» **PROBLEM TO WORK ON**:
Which lines of the material below contain the word "foliage"? List each of them, treating case as significant.

» **RECORDS FOR THIS EXERCISE**:
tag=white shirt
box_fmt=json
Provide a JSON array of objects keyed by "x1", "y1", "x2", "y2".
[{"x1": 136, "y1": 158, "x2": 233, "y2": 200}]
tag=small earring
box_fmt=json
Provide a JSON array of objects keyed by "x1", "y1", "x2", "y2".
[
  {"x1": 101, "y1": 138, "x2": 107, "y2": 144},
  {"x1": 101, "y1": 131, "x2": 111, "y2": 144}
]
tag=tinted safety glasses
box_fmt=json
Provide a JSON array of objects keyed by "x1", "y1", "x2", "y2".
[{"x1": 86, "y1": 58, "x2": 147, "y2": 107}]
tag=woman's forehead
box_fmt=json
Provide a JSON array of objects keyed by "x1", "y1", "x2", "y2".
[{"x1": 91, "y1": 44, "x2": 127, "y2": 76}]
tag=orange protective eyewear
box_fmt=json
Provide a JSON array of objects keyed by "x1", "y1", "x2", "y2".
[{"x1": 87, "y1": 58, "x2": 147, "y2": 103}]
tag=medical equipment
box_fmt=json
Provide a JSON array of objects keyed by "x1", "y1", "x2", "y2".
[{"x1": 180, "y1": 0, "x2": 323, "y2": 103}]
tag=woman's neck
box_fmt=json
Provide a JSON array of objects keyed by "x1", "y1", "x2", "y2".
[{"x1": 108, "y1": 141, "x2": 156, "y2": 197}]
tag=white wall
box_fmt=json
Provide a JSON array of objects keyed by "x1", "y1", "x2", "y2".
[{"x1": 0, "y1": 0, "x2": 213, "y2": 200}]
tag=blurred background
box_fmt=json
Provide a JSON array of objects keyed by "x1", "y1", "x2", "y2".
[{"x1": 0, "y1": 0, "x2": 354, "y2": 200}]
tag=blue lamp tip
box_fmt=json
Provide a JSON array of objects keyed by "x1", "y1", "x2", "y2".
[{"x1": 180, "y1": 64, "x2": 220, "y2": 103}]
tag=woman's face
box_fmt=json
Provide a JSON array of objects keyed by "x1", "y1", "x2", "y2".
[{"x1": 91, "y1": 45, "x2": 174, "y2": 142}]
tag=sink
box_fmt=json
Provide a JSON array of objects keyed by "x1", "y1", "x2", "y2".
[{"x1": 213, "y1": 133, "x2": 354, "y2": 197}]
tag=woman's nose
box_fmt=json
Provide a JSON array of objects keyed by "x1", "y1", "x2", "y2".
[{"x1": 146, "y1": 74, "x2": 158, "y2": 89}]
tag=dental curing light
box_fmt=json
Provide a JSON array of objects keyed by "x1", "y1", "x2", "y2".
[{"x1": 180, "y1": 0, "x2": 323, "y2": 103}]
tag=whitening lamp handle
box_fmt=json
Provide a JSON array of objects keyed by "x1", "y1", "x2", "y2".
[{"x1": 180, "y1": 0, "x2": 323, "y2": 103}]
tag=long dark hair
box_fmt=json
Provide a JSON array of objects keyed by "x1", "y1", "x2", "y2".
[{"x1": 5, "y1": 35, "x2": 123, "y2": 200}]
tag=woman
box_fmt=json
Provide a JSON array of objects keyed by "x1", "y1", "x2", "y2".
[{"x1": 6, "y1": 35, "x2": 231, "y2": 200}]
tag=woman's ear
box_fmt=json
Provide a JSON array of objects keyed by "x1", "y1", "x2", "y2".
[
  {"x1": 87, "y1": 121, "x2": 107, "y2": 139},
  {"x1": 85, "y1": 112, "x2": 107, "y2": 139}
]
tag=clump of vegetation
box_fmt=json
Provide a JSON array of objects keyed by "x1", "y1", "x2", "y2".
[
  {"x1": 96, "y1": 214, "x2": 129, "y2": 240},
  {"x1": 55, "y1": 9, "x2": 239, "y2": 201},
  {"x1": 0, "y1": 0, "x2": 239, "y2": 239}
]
---
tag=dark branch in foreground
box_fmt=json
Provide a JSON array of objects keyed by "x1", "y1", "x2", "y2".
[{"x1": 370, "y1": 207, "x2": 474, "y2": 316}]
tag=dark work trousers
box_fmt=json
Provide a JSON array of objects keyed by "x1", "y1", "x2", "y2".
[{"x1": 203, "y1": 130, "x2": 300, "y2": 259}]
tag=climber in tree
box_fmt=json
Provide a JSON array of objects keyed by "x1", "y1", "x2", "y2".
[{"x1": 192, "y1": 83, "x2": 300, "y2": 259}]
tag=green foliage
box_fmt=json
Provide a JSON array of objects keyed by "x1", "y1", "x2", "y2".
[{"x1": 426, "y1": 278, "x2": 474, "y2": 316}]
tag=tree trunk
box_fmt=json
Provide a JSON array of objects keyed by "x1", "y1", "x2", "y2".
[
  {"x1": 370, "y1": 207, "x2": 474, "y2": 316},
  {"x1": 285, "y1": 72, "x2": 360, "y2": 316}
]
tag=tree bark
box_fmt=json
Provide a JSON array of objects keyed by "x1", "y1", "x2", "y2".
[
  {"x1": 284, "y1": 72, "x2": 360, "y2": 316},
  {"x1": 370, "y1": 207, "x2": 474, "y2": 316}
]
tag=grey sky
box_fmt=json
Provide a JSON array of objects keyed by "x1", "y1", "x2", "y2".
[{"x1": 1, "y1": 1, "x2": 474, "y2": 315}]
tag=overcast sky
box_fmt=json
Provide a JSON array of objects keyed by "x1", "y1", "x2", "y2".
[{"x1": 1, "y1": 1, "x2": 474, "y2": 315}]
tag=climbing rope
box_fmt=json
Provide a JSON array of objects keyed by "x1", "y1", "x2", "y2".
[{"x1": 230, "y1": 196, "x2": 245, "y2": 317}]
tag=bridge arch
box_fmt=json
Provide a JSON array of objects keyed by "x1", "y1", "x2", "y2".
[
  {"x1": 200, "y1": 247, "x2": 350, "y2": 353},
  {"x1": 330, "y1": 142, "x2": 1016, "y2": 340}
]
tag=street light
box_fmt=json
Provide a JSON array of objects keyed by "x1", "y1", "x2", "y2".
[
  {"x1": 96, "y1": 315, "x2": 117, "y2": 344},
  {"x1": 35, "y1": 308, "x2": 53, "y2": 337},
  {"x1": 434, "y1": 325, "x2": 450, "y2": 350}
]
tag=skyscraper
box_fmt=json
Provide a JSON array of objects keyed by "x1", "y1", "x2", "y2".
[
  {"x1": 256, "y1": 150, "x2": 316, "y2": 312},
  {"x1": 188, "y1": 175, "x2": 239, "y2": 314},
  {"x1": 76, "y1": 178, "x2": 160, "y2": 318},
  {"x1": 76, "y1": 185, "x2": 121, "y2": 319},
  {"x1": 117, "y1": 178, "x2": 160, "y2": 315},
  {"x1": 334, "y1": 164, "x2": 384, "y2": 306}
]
...
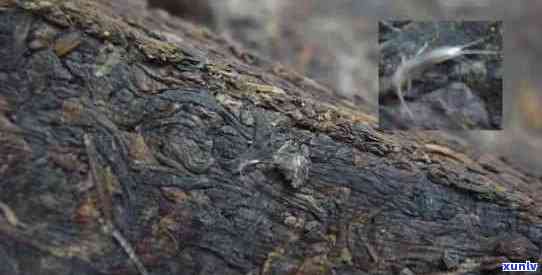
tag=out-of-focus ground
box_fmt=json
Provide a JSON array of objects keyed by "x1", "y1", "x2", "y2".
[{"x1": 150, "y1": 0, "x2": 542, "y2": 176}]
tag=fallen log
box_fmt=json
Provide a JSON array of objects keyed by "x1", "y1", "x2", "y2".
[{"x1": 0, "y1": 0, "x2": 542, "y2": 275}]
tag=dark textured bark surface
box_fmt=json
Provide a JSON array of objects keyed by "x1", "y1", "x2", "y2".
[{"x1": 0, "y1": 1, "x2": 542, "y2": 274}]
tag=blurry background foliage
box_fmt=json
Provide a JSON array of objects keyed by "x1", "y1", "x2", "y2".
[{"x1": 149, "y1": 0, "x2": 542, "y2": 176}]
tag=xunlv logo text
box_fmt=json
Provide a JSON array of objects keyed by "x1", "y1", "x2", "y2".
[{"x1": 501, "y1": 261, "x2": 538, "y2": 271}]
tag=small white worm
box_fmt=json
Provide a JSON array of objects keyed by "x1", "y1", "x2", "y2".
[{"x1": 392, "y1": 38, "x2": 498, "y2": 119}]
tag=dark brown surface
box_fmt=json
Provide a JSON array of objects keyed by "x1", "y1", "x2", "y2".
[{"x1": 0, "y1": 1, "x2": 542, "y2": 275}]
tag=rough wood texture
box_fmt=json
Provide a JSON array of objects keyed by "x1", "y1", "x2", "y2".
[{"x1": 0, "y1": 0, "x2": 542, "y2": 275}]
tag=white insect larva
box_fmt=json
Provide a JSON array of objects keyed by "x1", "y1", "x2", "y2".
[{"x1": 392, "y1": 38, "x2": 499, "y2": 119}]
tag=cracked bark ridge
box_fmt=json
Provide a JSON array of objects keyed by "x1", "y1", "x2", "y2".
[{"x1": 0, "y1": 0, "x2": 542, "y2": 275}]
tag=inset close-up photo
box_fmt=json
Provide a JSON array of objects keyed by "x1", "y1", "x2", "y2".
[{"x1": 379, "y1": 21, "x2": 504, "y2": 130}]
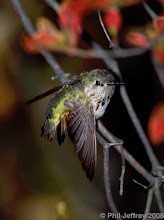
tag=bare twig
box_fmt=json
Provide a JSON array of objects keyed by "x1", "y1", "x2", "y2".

» **ANSWER FOR THE TASK**:
tag=green foliage
tag=blurry background foliage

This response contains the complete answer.